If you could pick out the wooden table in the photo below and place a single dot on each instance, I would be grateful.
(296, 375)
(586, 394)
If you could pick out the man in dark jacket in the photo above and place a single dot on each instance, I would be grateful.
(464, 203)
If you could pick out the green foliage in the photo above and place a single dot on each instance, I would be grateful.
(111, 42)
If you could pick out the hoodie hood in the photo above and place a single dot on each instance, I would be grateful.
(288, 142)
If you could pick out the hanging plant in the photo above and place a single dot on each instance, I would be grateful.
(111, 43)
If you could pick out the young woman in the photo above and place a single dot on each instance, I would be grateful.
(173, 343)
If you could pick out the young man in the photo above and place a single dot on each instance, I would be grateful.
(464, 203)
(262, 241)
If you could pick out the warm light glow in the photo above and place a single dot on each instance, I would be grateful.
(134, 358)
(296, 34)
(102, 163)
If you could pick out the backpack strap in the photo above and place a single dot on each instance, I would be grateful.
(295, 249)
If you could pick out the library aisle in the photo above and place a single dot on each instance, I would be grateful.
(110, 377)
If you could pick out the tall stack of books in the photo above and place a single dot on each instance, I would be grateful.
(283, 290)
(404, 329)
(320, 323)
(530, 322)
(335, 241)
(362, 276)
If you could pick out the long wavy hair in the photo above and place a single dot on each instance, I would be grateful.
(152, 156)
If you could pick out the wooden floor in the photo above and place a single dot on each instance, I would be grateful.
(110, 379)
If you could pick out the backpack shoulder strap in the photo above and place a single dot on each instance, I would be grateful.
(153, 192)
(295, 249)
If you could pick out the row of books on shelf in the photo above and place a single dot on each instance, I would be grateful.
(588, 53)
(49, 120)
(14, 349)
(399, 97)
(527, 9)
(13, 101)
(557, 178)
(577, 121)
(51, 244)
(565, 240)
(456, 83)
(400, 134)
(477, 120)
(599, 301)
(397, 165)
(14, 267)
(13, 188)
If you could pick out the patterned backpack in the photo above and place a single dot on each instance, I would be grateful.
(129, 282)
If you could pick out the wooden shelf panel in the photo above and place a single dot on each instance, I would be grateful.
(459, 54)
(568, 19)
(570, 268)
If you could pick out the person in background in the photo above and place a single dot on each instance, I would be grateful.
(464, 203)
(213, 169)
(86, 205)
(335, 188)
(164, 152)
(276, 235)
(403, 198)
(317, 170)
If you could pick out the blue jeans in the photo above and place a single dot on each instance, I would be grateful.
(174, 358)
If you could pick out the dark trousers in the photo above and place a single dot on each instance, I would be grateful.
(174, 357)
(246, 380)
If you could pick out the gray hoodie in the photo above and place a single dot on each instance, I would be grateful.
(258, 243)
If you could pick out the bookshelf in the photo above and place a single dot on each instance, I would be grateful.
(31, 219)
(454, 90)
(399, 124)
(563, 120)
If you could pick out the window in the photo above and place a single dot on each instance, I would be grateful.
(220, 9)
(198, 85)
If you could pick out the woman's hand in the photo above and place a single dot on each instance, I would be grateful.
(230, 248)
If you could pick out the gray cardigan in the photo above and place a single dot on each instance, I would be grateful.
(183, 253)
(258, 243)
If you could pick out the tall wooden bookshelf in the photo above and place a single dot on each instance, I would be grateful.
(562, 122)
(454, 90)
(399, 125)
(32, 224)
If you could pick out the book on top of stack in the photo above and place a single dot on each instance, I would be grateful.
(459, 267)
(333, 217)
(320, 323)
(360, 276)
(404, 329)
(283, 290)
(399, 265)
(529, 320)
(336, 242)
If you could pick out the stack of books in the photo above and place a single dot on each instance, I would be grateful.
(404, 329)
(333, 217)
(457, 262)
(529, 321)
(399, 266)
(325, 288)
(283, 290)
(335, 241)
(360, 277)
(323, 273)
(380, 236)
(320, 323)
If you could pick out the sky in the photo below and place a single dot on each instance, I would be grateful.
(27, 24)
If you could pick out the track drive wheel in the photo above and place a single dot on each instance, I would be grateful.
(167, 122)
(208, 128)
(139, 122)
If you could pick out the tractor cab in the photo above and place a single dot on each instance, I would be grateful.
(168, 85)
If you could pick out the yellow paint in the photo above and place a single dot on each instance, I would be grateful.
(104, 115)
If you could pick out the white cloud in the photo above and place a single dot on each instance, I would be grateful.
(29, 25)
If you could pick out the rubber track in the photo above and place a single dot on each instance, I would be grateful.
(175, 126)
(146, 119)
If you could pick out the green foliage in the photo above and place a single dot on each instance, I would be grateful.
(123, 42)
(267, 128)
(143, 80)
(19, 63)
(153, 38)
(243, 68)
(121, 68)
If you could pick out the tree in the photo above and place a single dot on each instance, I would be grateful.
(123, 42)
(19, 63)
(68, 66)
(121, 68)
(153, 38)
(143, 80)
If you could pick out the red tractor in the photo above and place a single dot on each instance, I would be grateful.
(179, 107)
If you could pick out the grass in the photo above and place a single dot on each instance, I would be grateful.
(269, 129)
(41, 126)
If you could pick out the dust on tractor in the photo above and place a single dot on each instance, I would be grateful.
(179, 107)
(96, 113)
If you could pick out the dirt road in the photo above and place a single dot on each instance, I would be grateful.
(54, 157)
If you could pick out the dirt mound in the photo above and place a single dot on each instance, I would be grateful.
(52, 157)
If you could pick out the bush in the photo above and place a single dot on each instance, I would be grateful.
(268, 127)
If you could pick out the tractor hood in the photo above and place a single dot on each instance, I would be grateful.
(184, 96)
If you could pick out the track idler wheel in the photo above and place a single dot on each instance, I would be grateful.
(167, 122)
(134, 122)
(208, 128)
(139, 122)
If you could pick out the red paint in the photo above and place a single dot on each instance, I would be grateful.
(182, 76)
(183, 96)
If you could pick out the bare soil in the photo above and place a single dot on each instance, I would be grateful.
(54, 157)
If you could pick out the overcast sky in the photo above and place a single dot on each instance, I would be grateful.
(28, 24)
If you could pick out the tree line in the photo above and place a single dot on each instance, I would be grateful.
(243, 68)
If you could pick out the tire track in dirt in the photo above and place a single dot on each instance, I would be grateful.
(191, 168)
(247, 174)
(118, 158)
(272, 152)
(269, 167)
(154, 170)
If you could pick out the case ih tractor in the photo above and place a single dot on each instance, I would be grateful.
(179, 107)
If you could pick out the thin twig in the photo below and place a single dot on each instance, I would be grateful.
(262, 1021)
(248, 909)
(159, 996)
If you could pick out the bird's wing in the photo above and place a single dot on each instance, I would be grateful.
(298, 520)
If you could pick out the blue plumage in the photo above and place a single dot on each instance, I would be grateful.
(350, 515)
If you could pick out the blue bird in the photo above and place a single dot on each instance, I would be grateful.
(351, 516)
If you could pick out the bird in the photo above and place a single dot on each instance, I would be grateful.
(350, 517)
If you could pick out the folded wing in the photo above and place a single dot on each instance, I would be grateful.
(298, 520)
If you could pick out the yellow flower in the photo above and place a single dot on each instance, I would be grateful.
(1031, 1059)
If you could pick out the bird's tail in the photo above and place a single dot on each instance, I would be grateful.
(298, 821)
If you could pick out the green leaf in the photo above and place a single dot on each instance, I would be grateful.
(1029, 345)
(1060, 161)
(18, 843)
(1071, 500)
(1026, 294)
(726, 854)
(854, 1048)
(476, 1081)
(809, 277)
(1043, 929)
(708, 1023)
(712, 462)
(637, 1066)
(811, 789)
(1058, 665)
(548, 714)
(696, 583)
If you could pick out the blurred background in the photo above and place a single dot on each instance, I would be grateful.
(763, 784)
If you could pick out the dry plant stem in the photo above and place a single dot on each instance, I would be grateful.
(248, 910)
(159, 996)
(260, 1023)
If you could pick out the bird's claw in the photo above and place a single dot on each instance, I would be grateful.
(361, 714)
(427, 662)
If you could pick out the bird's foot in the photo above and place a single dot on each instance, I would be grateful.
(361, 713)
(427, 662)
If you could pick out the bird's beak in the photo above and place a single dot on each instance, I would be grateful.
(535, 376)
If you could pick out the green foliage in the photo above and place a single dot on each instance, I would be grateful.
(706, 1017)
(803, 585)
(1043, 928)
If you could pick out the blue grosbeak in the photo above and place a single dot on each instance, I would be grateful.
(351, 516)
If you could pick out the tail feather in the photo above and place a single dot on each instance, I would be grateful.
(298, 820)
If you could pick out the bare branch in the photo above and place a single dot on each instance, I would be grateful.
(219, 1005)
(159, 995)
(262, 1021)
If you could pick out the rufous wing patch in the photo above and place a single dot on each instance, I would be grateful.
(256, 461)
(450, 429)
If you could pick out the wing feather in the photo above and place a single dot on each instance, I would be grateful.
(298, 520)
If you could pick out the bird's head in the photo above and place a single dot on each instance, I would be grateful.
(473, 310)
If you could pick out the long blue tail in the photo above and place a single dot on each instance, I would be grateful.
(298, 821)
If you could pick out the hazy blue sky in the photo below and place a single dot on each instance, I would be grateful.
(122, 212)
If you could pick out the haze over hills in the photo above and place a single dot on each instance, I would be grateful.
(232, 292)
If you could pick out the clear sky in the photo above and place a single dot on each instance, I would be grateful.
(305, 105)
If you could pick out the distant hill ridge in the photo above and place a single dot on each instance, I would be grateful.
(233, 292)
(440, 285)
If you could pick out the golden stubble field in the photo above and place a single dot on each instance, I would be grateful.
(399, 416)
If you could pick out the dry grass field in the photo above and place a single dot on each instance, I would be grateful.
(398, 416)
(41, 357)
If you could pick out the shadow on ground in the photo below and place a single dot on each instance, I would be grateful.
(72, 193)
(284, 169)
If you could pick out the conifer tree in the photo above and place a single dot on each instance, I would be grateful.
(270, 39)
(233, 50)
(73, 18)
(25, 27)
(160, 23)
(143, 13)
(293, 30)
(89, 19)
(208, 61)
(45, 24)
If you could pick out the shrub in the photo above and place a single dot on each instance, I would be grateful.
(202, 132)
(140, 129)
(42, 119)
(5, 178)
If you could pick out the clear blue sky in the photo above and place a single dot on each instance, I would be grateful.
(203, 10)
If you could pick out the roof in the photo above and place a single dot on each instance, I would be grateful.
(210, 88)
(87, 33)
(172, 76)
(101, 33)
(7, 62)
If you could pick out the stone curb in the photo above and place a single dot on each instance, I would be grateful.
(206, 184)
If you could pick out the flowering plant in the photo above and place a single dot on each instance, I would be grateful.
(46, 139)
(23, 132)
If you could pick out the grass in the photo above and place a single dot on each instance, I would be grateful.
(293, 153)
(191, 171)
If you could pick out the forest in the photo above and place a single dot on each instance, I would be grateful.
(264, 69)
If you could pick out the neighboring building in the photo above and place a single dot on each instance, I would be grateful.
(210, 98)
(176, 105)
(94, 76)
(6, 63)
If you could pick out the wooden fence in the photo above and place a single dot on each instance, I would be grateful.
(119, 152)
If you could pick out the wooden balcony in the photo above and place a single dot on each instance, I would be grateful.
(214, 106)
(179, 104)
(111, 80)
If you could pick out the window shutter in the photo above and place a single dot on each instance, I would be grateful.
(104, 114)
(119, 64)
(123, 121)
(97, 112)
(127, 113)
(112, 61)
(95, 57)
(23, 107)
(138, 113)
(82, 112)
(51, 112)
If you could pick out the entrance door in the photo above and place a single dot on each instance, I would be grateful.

========================

*REQUEST*. Restate the final lines of the listing above word for word, beginning at the line that contains "If you could pick out the stone".

*RESPONSE TO THE TASK*.
If you could pick out the stone curb in the photo above and place a single dot on each instance, I would be grateful.
(206, 184)
If you could pick out the flowering plant in the photo above and place a single dot on each instance, I would be grateful.
(46, 139)
(23, 132)
If you could pick out the grass in the photo above and place a single dot on each instance, I would be grateful.
(293, 153)
(191, 171)
If you could pick out the forest in the photo above and place a single dot on each instance, I would be grateful.
(264, 69)
If you could pick out the neighboring building in the photo above and place a single dot on each instance, I would be grateful.
(210, 98)
(176, 105)
(94, 76)
(6, 63)
If you could pick out the wooden fence in the photo above and place a single dot on each instance, I would be grateful.
(119, 152)
If you could pick out the wooden balcony in the photo above and place a single dot on each instance, I would be grateful.
(214, 106)
(179, 104)
(111, 80)
If you could pick out the window shutter in the photo above and place a single dot on each instance, I would be grateful.
(104, 114)
(119, 64)
(123, 121)
(97, 112)
(127, 113)
(112, 61)
(95, 57)
(23, 107)
(138, 113)
(82, 112)
(51, 112)
If you could pick out the entrance door in the photo above and place a single dot on each instance, I would be grateful.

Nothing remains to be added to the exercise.